**Problem requirements:**
Count the lines in the data below that contain the string "chandelier", treating uppercase and lowercase letters as different, and give only the number.

Records
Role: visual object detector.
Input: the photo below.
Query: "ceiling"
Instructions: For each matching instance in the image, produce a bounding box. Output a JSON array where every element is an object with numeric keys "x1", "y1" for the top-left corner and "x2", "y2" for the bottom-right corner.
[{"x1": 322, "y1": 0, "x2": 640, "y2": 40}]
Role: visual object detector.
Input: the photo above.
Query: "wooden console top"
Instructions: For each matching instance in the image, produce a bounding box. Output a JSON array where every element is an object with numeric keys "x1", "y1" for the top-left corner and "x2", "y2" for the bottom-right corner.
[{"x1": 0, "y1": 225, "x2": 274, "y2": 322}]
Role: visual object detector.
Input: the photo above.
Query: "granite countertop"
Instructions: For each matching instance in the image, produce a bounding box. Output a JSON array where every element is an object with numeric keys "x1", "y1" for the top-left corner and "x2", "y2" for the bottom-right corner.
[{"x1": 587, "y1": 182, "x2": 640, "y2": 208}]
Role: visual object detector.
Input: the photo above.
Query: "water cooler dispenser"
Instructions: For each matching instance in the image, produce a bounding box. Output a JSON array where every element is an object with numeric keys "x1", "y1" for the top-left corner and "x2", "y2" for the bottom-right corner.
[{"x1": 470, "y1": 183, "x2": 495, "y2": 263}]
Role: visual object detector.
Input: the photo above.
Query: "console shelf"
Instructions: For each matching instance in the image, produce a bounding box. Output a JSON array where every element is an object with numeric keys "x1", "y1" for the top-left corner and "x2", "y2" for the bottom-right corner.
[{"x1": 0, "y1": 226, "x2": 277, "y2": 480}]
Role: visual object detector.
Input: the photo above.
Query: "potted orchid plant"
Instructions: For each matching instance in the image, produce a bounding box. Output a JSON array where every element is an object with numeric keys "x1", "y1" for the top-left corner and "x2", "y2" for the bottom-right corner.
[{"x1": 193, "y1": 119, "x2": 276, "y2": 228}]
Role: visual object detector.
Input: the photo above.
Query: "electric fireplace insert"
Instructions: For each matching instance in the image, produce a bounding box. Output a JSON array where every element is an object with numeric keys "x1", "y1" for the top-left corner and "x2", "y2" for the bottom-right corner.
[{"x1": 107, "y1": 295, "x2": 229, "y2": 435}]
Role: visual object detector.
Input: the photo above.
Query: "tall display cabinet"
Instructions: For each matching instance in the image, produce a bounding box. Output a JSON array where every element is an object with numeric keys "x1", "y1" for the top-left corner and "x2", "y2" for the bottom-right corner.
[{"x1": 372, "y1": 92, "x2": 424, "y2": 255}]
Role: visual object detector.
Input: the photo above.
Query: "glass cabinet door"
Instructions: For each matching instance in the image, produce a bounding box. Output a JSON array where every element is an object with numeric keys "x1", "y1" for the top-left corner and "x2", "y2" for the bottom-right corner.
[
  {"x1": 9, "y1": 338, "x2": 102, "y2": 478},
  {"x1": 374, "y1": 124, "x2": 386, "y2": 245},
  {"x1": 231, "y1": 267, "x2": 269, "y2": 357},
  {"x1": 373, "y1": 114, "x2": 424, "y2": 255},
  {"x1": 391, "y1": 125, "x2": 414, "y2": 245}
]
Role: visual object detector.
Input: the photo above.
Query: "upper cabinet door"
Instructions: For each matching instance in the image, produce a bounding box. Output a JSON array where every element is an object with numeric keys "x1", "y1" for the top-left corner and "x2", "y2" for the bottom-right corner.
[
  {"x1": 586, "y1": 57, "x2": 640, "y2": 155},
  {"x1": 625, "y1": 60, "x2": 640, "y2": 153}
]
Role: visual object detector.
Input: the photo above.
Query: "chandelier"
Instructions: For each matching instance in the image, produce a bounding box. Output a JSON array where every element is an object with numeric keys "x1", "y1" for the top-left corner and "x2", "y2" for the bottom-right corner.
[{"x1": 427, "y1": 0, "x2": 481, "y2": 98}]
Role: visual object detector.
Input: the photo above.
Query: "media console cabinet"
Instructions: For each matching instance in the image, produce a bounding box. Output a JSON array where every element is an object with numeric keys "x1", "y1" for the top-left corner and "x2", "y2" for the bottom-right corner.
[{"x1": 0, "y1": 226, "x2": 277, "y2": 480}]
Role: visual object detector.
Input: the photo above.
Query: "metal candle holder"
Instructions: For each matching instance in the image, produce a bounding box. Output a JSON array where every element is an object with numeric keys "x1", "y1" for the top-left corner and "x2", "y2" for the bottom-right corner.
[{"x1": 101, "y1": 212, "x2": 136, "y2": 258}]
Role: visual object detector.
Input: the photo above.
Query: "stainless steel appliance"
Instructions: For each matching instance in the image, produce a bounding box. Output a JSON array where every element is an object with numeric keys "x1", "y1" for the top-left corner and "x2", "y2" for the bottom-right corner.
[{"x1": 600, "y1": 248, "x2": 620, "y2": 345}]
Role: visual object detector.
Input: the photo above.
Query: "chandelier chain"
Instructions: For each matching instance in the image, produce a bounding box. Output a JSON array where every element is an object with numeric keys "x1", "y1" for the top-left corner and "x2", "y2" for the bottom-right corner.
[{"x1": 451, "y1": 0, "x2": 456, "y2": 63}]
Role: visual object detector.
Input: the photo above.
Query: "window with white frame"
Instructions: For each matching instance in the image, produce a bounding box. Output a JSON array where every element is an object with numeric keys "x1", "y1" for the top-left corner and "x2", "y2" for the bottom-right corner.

**Finished answer:**
2